**WRITTEN PROBLEM**
With the pictures left out, return exactly the lines from the one containing "Could you point to the woman in" through the end of the listing below.

**ENTRIES PROVIDED**
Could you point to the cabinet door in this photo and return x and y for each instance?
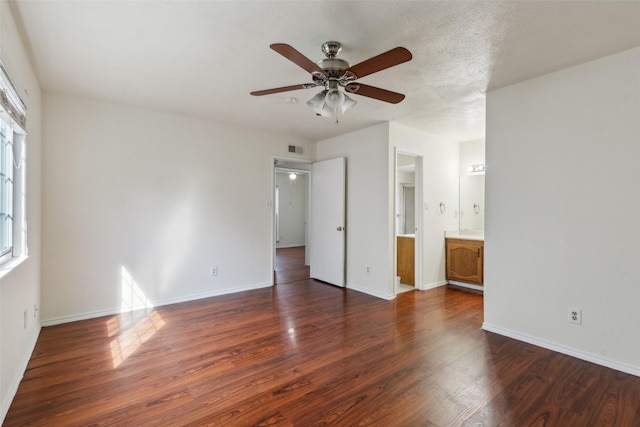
(465, 260)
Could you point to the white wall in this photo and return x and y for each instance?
(293, 202)
(471, 185)
(20, 287)
(562, 208)
(132, 192)
(440, 176)
(471, 153)
(369, 207)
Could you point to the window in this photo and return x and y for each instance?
(12, 171)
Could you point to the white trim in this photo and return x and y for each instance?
(11, 264)
(603, 361)
(432, 285)
(466, 285)
(15, 381)
(94, 314)
(367, 291)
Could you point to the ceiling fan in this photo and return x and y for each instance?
(332, 73)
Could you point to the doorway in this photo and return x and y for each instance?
(408, 222)
(291, 219)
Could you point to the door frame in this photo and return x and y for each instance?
(286, 163)
(419, 222)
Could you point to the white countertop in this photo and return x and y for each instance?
(465, 234)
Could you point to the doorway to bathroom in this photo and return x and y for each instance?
(408, 222)
(291, 217)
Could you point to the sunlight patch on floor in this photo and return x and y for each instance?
(125, 344)
(136, 324)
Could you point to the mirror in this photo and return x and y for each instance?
(471, 216)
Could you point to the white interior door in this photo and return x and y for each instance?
(328, 221)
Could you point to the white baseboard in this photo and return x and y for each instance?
(19, 374)
(387, 297)
(466, 285)
(432, 285)
(110, 312)
(598, 360)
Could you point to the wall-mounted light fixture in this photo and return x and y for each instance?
(477, 168)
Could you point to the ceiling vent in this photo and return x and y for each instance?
(294, 149)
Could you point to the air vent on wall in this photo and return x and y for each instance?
(294, 149)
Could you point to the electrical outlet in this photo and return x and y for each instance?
(574, 315)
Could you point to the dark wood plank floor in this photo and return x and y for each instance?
(290, 265)
(309, 354)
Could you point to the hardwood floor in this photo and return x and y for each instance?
(290, 265)
(310, 354)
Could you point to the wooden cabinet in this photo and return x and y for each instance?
(406, 260)
(465, 260)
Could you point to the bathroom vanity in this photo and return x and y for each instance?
(465, 257)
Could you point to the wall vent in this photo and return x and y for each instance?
(294, 149)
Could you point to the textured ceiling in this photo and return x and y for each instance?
(202, 58)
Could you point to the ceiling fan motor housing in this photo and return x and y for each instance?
(333, 66)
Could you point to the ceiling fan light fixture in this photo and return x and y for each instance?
(334, 98)
(348, 103)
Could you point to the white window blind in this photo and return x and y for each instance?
(12, 170)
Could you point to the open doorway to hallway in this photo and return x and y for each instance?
(290, 265)
(291, 215)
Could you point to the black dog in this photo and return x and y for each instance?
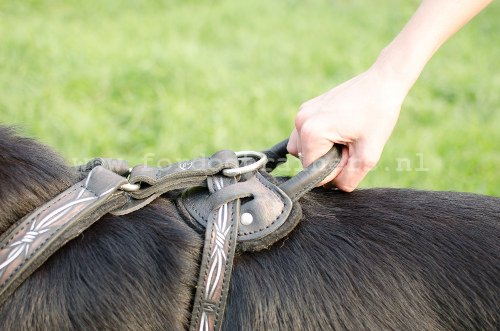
(371, 259)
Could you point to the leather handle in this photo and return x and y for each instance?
(276, 155)
(311, 176)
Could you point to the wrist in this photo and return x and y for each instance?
(398, 68)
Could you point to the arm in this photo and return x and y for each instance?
(362, 112)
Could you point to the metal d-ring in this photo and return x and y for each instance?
(261, 161)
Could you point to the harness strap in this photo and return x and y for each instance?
(180, 175)
(33, 239)
(217, 262)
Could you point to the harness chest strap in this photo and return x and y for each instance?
(33, 239)
(273, 209)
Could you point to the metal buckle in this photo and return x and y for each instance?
(259, 163)
(128, 187)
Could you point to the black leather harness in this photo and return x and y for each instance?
(231, 197)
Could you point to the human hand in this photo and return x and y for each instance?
(360, 114)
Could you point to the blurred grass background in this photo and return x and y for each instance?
(158, 81)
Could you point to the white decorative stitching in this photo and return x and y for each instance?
(41, 227)
(222, 228)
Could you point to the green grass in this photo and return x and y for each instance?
(167, 80)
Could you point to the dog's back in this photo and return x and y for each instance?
(371, 259)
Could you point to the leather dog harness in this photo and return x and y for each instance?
(230, 197)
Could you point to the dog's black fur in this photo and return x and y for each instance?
(371, 259)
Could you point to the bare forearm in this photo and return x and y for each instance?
(434, 22)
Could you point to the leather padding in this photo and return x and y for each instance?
(269, 206)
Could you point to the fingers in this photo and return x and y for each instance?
(362, 158)
(328, 179)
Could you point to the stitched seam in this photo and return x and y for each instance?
(224, 279)
(28, 258)
(32, 218)
(56, 230)
(277, 218)
(202, 289)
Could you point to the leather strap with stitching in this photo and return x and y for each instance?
(33, 239)
(217, 261)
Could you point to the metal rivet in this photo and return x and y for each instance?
(246, 218)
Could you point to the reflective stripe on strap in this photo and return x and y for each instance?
(217, 262)
(33, 239)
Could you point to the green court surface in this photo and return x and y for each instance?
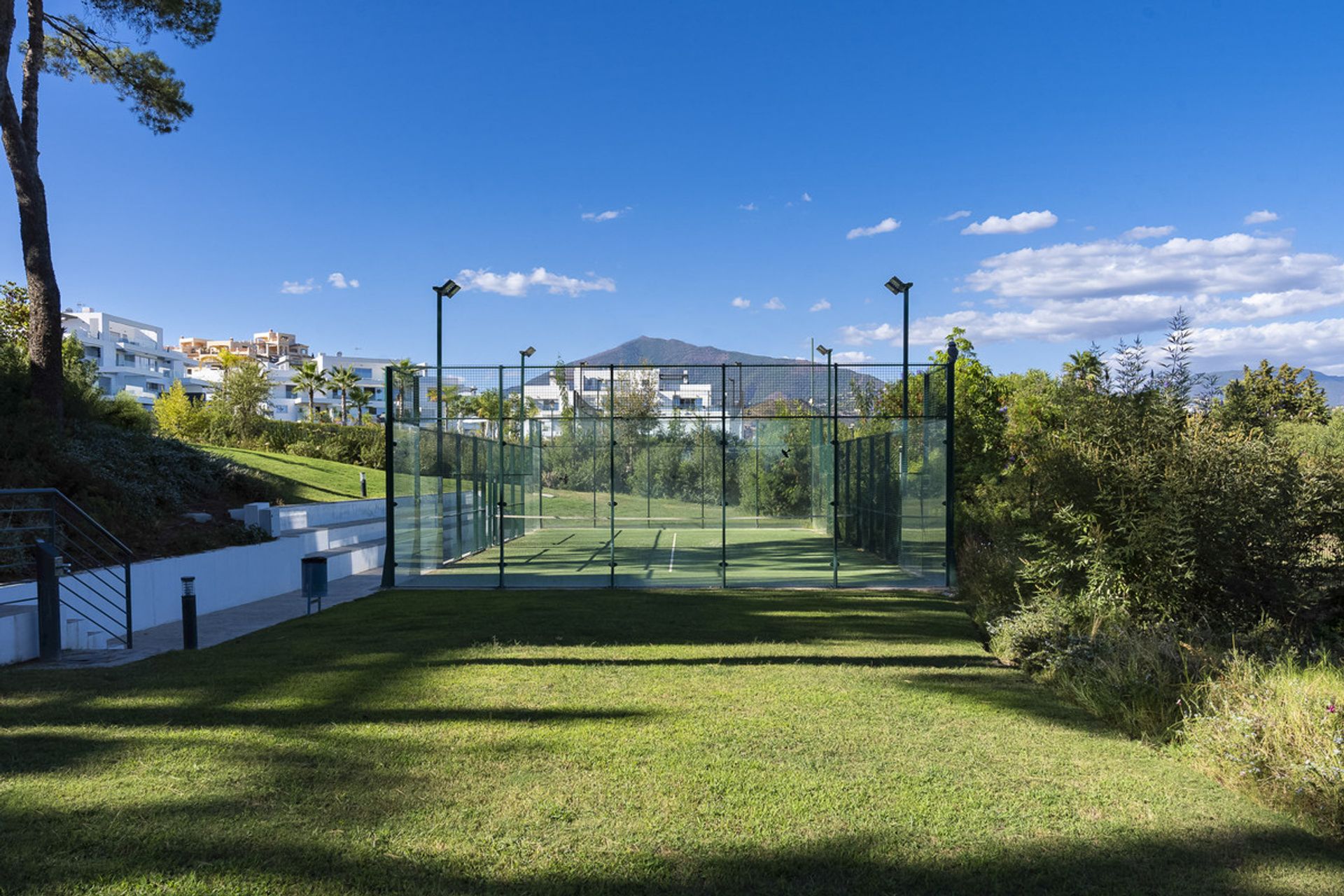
(671, 554)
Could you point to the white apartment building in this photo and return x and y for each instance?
(288, 402)
(590, 388)
(131, 356)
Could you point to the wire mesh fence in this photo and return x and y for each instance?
(673, 476)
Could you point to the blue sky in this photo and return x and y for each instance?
(739, 147)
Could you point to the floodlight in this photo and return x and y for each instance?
(897, 286)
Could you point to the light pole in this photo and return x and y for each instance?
(523, 354)
(448, 290)
(902, 289)
(899, 288)
(835, 472)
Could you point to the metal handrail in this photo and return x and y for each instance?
(90, 570)
(71, 504)
(76, 528)
(73, 533)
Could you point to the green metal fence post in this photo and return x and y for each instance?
(723, 476)
(388, 484)
(834, 399)
(457, 468)
(612, 470)
(951, 523)
(499, 477)
(417, 546)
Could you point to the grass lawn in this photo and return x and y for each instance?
(608, 742)
(302, 480)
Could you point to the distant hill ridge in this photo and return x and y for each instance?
(670, 352)
(766, 384)
(1334, 386)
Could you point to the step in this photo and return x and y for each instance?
(347, 548)
(334, 527)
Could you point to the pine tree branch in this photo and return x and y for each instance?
(34, 58)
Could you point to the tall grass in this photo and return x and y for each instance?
(1276, 729)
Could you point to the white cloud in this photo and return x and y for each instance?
(1231, 264)
(517, 284)
(1312, 343)
(851, 358)
(1148, 232)
(883, 226)
(605, 216)
(295, 288)
(1238, 290)
(1023, 222)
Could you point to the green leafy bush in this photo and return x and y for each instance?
(1276, 729)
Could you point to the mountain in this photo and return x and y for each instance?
(673, 352)
(1334, 386)
(764, 378)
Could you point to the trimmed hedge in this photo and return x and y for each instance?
(360, 445)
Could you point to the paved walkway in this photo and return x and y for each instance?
(219, 626)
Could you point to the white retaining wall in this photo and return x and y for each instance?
(302, 516)
(225, 578)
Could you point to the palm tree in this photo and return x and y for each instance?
(311, 381)
(360, 399)
(403, 372)
(343, 379)
(1086, 368)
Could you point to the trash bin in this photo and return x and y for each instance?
(315, 580)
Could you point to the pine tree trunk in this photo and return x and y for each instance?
(19, 136)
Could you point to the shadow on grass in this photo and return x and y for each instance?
(201, 846)
(38, 752)
(909, 662)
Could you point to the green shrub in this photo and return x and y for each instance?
(1136, 680)
(362, 445)
(1276, 729)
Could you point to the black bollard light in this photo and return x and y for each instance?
(188, 613)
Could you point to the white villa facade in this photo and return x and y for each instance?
(131, 356)
(673, 394)
(290, 403)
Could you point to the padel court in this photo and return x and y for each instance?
(720, 476)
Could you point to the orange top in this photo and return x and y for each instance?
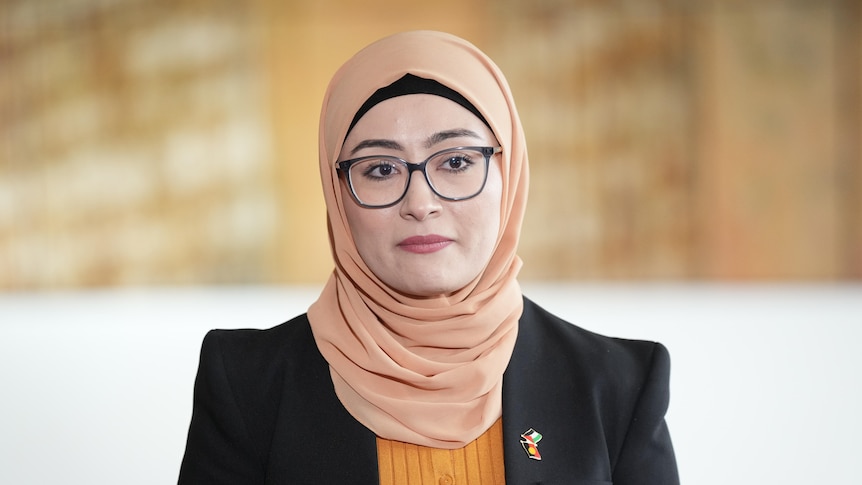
(478, 463)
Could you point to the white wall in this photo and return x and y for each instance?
(96, 387)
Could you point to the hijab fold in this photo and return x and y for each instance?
(426, 371)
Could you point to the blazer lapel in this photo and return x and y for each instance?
(318, 440)
(539, 394)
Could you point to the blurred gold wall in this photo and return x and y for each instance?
(156, 142)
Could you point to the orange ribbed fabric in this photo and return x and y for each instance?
(478, 463)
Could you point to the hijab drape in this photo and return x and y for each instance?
(427, 371)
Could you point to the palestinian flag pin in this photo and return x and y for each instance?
(530, 442)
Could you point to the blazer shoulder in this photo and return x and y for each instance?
(592, 351)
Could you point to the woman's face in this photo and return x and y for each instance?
(423, 245)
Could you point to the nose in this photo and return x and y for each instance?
(420, 202)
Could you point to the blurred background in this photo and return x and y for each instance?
(696, 179)
(174, 142)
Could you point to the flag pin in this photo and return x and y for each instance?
(530, 442)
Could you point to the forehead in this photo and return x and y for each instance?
(415, 116)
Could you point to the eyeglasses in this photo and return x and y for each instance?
(379, 181)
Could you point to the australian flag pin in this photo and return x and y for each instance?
(530, 442)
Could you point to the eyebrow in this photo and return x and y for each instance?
(432, 140)
(442, 136)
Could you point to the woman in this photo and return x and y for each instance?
(421, 361)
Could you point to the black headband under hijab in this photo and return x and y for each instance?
(410, 84)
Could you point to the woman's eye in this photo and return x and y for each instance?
(380, 170)
(456, 163)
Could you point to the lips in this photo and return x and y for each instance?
(424, 244)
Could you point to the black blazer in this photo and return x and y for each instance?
(265, 411)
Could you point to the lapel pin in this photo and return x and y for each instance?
(530, 442)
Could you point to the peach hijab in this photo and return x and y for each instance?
(427, 371)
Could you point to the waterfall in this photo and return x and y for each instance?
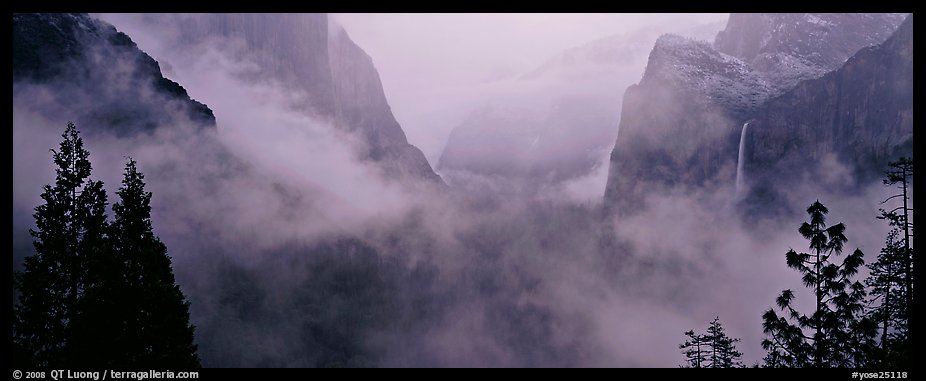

**ANSWER IN FULL**
Could you point to the woman in this photo and return x and y for each instance?
(421, 361)
Could you point to the black headband under hijab in this photo and return x and y for each instance?
(410, 84)
Could you point to the woman's eye in this photo and return x and y for each instance?
(380, 170)
(456, 163)
Could you point to the lips in this photo and return x and y for each instance?
(424, 244)
Could you point to the black blazer in this photo and return x and y for each instance?
(265, 411)
Could you point to the lapel pin in this photo and return x and y for each instance?
(530, 442)
Could you point to the peach hijab in this photo and return x and y for each instance?
(427, 371)
Could you point to the waterfall in this photo and return x and y for each instance?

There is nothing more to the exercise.